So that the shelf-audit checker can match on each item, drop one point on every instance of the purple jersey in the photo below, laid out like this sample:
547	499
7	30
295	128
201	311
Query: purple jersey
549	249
···
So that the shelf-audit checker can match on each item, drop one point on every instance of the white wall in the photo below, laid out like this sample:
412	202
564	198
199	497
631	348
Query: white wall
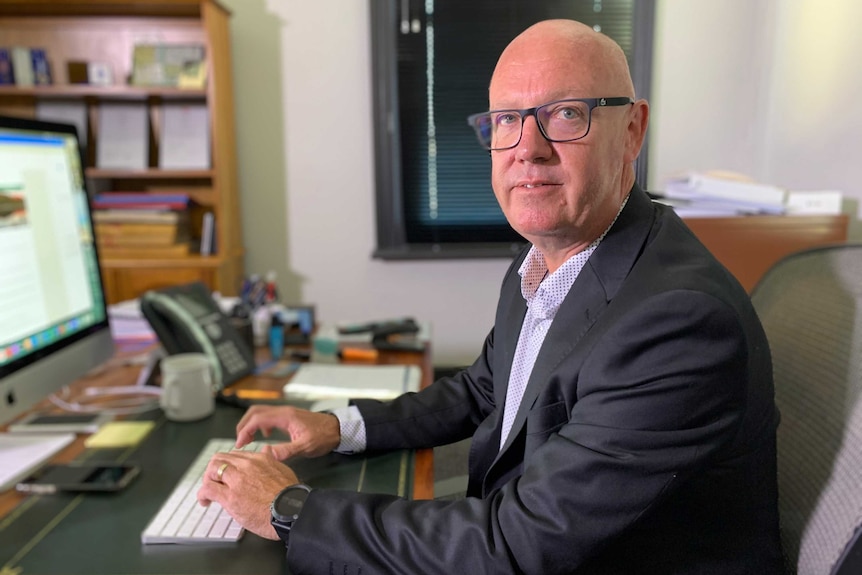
···
◆ **Written instruction**:
Can you rewrite the part that opens with the line containing "of the white" and closes with the line containing "Query: white wall", both lines included, as a JSON list of strings with one string per line and no blank lines?

◆ **Expected answer**:
[
  "So that the shelf-audit checker can match on each item, drop one point on every instance of the white wall in the photo below, laid out like this sample:",
  "412\t202",
  "564\t198",
  "199\t497",
  "631\t348",
  "Query: white wall"
]